Provided data =
-------------------------
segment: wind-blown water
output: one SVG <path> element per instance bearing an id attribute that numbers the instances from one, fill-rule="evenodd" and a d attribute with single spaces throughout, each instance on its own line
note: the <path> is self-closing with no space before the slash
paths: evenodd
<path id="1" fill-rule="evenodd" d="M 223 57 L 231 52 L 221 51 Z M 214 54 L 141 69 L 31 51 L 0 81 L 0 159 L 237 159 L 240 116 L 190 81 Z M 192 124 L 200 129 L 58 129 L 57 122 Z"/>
-------------------------
Given instruction =
Give the lines of the listing above as a numbered list, leaving out any blank lines.

Solution to this exercise =
1. segment: wind-blown water
2. output: one SVG <path> element per instance bearing an id attribute that numbers the instances from one, fill-rule="evenodd" and a d attribute with single spaces throughout, each instance on its own line
3. note: the <path> is self-closing with no space before the slash
4. paths: evenodd
5. <path id="1" fill-rule="evenodd" d="M 223 57 L 231 52 L 221 51 Z M 214 54 L 141 69 L 31 51 L 0 81 L 0 159 L 237 159 L 240 116 L 190 81 Z M 192 124 L 200 129 L 58 129 L 57 122 Z"/>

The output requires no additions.